[START LISTED ENTRIES]

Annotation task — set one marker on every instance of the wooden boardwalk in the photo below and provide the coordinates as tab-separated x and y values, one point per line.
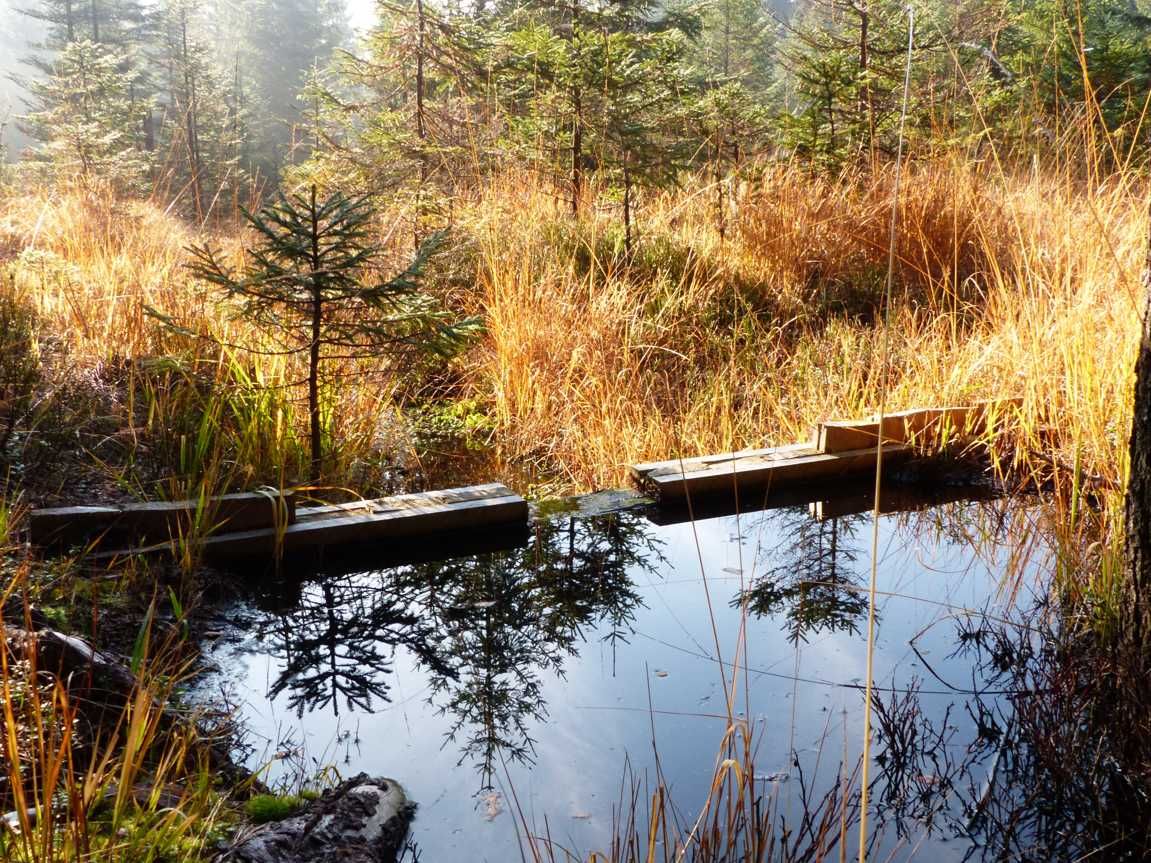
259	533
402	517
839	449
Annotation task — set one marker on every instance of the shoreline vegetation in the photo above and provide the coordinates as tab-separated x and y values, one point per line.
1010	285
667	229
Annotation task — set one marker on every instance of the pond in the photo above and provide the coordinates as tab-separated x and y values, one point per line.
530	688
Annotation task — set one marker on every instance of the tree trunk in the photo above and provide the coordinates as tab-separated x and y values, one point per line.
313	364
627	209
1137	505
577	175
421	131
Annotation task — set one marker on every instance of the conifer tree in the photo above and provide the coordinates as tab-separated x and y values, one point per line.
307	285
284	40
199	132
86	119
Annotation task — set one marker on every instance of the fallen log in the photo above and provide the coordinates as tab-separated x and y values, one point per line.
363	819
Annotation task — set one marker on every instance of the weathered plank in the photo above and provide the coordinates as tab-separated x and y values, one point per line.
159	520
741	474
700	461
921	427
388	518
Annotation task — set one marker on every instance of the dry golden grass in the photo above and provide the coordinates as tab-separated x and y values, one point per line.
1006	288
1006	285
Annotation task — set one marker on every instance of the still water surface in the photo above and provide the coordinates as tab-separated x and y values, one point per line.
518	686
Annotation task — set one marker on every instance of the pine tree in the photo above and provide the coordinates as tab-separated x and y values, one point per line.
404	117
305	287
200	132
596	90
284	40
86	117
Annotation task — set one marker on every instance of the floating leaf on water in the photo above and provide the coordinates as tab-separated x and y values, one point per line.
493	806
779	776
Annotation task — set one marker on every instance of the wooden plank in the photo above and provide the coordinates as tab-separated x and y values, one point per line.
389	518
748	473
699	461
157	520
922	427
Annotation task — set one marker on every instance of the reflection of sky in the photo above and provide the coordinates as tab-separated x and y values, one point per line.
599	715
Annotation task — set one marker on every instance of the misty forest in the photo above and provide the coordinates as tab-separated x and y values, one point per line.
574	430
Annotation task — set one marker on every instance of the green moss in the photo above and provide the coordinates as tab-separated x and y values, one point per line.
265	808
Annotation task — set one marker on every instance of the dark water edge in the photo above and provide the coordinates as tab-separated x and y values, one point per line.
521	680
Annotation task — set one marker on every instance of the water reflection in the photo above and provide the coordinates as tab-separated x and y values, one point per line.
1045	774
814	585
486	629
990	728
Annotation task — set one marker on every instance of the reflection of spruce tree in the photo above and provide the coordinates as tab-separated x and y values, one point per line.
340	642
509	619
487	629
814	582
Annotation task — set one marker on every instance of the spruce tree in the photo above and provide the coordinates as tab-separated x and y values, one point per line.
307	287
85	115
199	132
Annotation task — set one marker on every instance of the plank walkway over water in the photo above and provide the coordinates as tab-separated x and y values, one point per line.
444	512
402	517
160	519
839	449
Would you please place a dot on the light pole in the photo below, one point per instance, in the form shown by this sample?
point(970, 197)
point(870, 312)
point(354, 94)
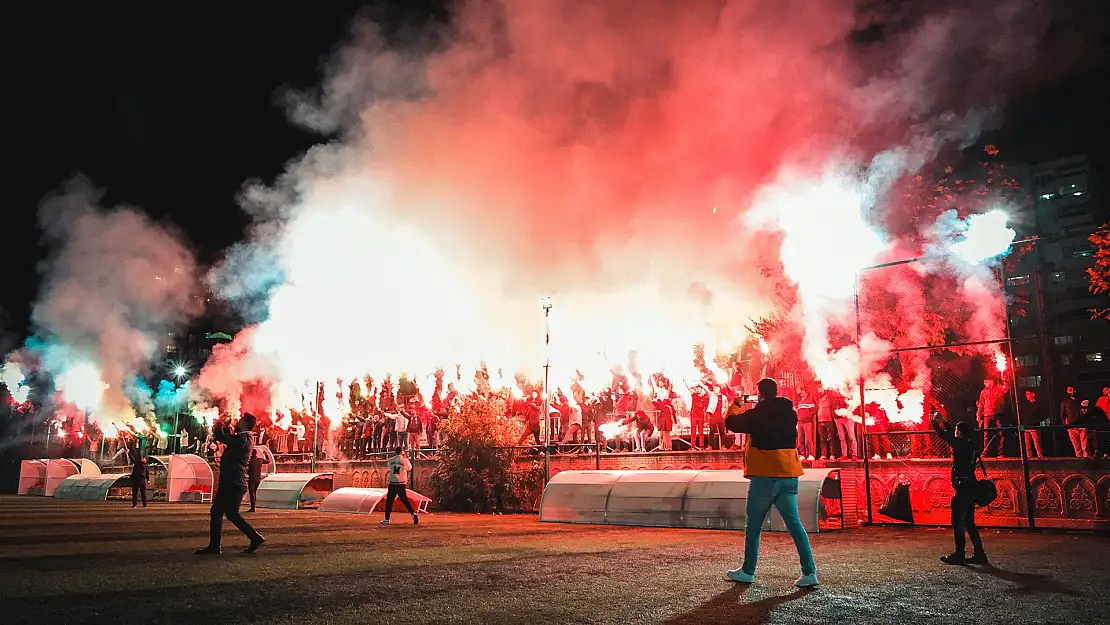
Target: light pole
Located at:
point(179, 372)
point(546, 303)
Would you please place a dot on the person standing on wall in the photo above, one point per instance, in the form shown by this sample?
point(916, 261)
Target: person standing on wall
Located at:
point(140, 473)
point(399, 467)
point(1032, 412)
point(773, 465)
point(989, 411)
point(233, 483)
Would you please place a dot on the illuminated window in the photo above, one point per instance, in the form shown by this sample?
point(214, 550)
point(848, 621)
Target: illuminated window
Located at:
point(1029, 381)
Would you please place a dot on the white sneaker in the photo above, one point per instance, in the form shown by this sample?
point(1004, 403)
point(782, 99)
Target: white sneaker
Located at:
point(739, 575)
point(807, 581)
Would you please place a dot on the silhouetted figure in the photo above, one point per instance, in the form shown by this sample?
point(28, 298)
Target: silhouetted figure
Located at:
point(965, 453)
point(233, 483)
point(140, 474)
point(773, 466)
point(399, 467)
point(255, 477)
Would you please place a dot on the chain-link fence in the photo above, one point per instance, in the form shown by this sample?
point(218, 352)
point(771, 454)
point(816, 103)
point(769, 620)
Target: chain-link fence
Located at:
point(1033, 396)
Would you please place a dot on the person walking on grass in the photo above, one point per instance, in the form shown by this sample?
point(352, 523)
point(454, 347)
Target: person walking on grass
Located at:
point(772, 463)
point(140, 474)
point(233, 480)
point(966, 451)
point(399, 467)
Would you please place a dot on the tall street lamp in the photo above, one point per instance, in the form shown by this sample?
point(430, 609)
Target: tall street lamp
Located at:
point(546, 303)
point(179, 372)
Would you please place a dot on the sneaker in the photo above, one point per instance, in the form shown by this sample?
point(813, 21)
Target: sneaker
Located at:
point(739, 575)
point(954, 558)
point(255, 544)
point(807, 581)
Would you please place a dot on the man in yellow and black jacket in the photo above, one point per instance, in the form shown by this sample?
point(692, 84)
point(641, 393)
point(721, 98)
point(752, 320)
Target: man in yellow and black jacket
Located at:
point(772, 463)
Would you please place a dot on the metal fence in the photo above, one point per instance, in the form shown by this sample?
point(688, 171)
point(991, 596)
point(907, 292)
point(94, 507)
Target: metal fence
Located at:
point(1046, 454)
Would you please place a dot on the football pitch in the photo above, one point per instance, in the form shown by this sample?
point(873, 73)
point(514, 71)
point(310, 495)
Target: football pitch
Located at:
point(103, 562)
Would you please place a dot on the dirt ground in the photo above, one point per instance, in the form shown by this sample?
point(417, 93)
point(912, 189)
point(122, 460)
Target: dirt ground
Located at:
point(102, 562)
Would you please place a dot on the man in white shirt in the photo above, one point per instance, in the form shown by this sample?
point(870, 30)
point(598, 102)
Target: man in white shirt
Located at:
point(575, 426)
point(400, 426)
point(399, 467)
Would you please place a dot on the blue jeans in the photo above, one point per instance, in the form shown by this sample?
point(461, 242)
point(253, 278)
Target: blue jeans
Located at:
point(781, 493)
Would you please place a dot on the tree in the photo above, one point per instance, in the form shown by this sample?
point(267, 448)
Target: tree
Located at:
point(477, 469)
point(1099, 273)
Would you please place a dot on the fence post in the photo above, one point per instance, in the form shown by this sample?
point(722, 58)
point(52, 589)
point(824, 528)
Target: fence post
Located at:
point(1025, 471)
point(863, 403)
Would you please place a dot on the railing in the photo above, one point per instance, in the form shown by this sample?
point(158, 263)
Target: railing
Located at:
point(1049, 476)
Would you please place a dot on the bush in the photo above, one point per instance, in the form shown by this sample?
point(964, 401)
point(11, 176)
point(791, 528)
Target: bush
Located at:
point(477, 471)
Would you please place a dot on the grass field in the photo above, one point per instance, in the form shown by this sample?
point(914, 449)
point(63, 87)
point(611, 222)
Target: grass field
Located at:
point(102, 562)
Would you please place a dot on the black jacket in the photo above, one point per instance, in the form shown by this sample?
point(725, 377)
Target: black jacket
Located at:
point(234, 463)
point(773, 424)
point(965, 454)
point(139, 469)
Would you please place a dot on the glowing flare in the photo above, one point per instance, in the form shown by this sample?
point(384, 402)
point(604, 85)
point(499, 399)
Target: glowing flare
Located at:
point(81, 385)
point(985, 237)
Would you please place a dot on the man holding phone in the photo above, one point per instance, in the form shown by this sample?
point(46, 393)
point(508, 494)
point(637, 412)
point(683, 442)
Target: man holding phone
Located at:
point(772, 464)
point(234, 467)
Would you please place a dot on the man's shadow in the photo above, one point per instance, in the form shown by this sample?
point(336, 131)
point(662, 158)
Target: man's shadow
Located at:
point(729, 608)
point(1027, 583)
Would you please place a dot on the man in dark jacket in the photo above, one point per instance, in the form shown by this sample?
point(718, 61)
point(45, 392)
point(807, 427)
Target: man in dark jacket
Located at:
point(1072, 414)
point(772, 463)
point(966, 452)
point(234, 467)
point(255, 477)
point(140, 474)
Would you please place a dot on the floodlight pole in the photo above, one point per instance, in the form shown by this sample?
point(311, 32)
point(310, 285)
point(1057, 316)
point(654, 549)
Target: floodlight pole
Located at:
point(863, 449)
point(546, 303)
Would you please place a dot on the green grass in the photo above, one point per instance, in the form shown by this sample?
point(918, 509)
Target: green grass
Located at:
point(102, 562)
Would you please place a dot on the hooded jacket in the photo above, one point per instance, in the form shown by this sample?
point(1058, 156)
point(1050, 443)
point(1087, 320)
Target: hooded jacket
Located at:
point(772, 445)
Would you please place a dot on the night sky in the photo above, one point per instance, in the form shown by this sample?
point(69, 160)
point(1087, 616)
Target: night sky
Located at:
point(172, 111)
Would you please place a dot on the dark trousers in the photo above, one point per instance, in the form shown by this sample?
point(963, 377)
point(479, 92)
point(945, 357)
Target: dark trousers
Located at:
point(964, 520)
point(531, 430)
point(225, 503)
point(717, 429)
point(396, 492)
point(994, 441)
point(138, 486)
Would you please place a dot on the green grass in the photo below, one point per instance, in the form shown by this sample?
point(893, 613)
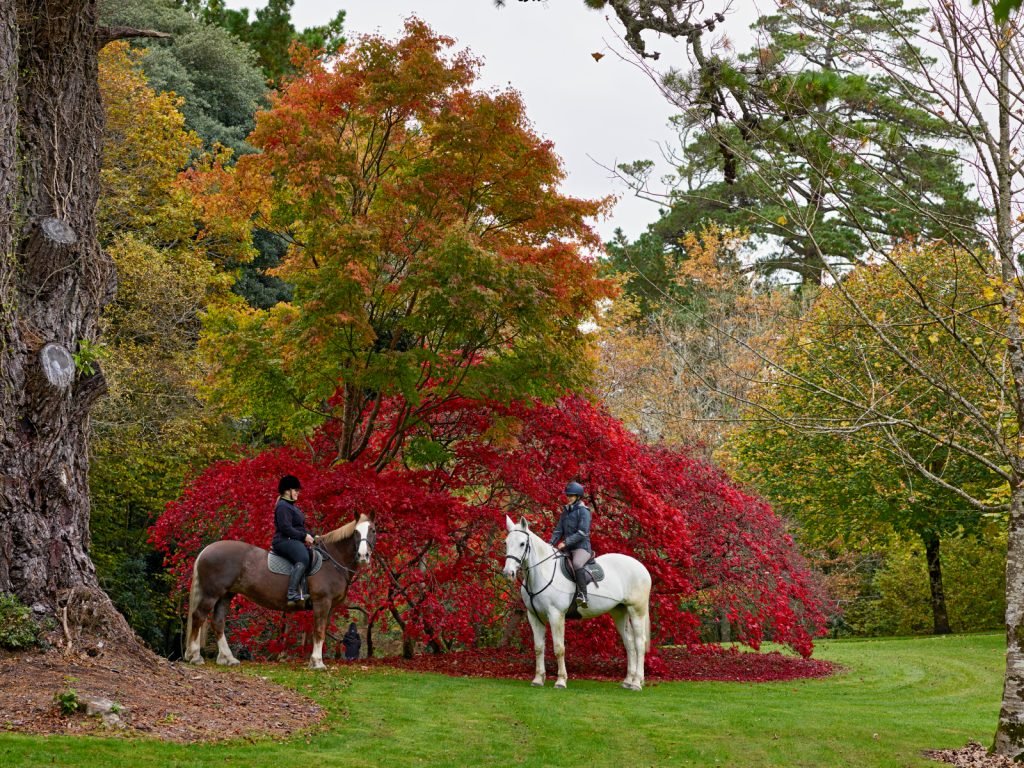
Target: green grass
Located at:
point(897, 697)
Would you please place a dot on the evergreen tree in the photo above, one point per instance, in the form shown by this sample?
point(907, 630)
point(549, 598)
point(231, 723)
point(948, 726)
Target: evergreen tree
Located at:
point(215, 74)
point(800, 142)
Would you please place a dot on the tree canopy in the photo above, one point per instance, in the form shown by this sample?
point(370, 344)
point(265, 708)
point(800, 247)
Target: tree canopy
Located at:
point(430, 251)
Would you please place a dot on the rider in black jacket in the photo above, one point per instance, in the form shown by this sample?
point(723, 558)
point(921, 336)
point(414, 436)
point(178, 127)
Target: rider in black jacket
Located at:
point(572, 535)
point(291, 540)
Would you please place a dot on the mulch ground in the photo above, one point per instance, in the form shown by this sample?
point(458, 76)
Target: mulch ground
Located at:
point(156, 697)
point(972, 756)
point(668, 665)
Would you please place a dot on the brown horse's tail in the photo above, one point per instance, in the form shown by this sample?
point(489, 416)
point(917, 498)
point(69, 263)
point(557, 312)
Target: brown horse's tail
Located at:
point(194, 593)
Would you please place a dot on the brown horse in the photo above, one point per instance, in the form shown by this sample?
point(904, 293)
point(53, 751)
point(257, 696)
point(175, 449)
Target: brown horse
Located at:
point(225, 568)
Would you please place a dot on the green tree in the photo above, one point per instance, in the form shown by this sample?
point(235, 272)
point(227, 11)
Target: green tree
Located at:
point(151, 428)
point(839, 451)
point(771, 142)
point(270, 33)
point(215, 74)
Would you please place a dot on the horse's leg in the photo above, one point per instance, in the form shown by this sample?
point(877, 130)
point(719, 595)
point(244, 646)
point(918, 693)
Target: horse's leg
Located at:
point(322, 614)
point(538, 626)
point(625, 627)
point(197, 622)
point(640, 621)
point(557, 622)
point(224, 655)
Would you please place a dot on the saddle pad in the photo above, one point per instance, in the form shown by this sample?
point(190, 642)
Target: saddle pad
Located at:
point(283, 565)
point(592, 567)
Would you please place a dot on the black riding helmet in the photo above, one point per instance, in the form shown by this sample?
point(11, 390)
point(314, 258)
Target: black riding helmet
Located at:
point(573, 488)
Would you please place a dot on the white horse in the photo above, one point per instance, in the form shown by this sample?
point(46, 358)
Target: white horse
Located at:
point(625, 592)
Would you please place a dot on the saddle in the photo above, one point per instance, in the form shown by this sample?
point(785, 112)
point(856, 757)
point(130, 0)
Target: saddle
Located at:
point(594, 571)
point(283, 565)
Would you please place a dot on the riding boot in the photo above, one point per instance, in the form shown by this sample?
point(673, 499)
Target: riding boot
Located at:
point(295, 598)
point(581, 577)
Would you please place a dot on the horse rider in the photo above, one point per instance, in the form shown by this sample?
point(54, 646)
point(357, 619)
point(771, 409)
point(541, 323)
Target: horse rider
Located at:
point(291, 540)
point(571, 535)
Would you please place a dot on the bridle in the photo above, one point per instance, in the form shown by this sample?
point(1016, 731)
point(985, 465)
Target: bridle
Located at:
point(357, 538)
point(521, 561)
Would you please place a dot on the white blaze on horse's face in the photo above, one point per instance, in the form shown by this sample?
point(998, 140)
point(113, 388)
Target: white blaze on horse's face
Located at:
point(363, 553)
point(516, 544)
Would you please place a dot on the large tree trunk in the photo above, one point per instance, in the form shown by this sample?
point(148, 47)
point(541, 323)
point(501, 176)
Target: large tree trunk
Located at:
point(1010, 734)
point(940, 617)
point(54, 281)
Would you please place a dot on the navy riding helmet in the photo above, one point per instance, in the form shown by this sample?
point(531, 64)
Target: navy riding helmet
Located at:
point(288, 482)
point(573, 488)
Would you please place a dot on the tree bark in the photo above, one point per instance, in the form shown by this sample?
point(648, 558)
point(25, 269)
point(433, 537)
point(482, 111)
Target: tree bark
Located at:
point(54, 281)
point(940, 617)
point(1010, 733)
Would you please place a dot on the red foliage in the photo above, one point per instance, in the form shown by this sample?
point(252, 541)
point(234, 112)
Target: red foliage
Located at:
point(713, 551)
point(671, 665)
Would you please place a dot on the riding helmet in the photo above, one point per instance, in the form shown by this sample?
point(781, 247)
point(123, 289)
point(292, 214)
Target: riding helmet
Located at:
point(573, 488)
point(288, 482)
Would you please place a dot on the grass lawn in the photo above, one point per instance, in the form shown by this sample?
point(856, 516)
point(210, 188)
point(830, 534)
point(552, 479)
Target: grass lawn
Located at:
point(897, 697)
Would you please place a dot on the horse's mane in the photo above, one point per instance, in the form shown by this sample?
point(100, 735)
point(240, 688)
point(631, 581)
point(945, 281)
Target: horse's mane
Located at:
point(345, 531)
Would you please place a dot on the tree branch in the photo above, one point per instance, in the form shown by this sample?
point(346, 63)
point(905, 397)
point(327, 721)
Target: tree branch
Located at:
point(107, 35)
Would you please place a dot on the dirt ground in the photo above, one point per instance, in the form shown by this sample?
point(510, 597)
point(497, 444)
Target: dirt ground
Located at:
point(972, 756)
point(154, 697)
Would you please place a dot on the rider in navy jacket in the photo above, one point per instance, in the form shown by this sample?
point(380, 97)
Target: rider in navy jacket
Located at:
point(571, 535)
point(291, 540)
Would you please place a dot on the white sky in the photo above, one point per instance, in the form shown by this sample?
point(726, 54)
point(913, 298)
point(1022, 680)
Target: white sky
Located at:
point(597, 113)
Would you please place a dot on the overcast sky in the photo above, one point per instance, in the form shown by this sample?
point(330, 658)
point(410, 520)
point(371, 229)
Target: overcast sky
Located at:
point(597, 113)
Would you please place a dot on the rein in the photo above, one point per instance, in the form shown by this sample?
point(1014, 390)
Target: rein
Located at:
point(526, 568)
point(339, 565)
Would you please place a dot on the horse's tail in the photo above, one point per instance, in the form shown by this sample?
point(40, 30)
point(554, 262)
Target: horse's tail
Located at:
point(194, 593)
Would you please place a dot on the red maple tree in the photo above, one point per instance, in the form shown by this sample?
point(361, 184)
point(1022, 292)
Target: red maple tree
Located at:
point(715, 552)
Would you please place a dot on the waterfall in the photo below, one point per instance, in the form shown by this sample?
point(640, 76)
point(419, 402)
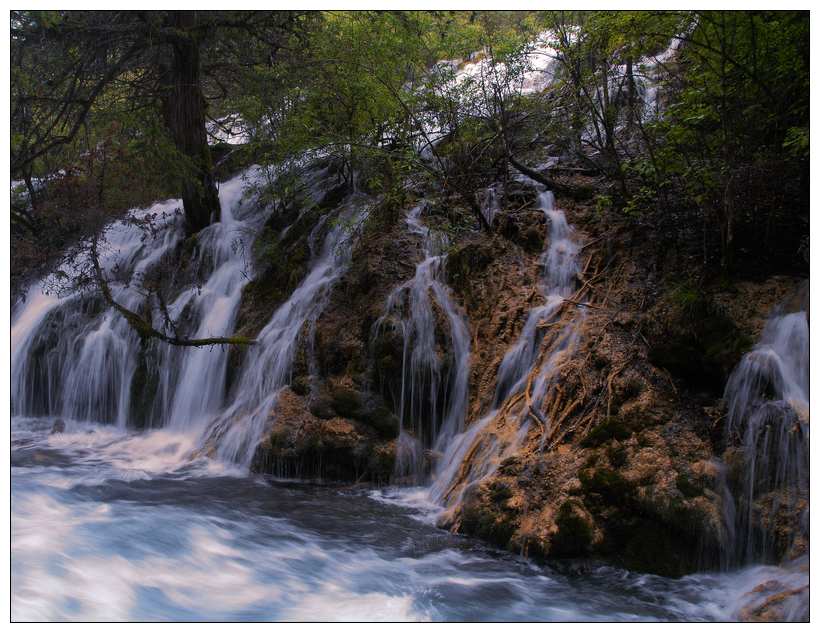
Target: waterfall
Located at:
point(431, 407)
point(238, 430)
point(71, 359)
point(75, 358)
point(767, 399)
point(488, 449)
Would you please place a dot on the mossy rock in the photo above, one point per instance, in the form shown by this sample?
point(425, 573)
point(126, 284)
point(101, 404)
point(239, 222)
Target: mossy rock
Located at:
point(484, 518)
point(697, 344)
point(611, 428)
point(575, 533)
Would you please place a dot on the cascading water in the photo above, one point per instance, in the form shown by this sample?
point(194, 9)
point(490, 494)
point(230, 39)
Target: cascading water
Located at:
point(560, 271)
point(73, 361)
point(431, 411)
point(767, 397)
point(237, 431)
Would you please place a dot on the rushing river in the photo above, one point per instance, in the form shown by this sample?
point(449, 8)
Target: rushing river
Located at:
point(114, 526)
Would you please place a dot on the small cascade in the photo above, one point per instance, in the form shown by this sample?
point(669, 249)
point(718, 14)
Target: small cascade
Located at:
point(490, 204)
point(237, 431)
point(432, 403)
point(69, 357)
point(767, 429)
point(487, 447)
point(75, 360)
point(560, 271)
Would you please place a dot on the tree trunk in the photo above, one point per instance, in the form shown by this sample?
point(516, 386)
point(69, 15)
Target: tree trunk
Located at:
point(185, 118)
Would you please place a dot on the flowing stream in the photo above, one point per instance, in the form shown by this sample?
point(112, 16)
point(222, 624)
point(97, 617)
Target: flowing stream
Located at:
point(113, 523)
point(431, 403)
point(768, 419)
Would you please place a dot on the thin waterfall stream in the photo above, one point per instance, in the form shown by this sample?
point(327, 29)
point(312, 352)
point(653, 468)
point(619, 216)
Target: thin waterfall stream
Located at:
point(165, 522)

[END LISTED ENTRIES]

# [GIVEN PROBLEM]
Copy the data above verbatim, from the line containing "Would you please place a dot on the tree branch" through the line containing "point(154, 697)", with both of those lines included.

# [SOLUTION TO THIS TASK]
Would you please place a dot on the tree branch in the photo above, one point per instance, in the form shown by this sample?
point(346, 63)
point(905, 397)
point(327, 721)
Target: tree branch
Located at:
point(107, 35)
Would you please place a dot on the dirt ground in the photo above, one point per instance, in the form shown by this sample?
point(510, 597)
point(497, 444)
Target: dirt ground
Located at:
point(972, 756)
point(154, 697)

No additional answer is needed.